:: Data to process ::
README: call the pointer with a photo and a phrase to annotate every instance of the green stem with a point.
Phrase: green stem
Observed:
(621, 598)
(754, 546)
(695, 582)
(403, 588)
:::
Task requirements >> Rewrite the entries, changing "green stem" to "flower stalk" wherever it occurs and leaving everything else untouched.

Reply to the exercise >>
README: call the pointer with a photo and a phrase to annotate every instance of the flower stalk with a point.
Phrase: flower stalk
Observed:
(621, 598)
(754, 546)
(695, 582)
(403, 588)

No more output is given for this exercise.